- _Input for this task_

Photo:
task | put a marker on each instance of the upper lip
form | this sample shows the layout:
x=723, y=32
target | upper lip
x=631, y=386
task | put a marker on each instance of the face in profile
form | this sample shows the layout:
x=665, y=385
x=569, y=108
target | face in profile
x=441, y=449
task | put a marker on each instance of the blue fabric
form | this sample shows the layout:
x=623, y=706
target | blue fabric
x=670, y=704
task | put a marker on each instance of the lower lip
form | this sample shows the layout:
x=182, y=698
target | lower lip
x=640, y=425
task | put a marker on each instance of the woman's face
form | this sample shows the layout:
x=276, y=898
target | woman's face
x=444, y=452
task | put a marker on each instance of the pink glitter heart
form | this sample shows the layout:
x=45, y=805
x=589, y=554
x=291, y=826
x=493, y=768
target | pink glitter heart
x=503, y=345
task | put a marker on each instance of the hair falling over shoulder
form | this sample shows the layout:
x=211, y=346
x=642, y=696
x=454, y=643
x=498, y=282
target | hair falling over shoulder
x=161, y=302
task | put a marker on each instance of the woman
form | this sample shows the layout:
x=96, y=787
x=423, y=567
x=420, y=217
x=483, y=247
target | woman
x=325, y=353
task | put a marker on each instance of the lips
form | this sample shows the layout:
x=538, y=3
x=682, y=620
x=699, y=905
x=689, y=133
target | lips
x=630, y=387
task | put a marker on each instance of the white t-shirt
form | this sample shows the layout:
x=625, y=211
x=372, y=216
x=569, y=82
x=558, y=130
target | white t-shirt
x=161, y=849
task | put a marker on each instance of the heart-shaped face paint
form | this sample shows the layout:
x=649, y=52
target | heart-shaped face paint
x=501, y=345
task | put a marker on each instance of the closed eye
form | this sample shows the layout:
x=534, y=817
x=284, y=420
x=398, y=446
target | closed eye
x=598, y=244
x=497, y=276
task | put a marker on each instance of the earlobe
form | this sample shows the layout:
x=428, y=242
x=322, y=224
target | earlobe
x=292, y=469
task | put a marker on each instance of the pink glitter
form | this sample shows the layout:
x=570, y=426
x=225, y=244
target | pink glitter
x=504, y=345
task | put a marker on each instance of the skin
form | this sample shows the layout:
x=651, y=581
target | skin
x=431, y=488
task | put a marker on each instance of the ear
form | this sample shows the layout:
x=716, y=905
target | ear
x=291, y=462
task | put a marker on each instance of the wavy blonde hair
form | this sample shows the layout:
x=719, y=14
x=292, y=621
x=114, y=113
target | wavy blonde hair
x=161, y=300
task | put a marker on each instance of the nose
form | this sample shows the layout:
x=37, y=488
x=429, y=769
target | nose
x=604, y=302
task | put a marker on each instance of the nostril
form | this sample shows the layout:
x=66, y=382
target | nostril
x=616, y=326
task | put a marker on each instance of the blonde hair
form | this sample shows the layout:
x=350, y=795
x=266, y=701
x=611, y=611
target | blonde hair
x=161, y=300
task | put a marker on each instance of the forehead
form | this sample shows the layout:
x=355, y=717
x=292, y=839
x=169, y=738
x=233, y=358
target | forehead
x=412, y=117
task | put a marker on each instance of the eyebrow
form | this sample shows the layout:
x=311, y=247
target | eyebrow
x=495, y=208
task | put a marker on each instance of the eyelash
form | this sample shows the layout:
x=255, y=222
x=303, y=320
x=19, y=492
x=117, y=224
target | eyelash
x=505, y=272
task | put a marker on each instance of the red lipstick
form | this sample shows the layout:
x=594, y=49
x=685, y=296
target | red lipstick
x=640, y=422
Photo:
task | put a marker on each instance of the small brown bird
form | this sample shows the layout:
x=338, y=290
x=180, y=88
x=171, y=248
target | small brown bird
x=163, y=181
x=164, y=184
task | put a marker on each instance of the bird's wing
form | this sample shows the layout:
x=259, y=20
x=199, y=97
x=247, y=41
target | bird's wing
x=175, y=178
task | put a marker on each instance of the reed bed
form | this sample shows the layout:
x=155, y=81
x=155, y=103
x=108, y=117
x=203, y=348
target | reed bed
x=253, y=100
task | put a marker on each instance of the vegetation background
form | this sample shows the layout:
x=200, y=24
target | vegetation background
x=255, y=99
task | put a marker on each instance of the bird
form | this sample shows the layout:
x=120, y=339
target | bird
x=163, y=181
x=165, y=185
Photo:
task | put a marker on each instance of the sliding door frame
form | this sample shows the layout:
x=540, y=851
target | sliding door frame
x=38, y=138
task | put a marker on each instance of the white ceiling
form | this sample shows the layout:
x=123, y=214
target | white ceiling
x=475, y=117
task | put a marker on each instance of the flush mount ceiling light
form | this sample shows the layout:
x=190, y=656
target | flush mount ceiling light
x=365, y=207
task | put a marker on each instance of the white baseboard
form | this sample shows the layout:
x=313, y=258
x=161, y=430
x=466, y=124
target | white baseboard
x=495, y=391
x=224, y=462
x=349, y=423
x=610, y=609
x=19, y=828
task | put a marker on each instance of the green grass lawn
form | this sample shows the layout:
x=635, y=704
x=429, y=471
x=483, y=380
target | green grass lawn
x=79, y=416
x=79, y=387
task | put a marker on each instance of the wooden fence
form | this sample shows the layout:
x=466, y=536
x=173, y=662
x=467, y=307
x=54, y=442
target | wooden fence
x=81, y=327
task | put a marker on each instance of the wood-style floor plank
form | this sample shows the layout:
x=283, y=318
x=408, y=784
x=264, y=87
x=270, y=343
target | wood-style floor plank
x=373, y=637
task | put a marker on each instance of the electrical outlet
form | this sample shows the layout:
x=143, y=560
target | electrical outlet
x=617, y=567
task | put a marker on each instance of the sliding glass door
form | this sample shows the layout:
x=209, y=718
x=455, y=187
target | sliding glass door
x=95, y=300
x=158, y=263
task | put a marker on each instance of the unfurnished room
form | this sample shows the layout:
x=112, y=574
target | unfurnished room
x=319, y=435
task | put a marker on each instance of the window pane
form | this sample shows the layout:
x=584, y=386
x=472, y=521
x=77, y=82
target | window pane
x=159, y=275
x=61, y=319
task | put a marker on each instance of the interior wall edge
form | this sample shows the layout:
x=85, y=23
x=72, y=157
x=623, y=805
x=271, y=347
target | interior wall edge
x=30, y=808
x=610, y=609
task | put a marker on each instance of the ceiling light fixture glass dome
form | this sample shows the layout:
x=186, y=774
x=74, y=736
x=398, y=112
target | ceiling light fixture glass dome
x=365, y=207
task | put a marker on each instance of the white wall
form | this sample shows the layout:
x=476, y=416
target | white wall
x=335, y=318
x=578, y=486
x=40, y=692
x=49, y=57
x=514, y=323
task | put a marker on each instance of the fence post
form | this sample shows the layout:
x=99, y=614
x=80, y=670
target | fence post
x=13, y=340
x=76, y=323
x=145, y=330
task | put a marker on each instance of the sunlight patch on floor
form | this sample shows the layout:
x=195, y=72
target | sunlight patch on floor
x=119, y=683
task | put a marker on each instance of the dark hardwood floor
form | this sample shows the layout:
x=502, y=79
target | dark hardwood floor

- _Directions_
Find the lines in the entries above where "dark" occurs, and copy each of them.

- _Answer below_
task | put a marker on each instance of the dark hardwood floor
target | dark hardwood floor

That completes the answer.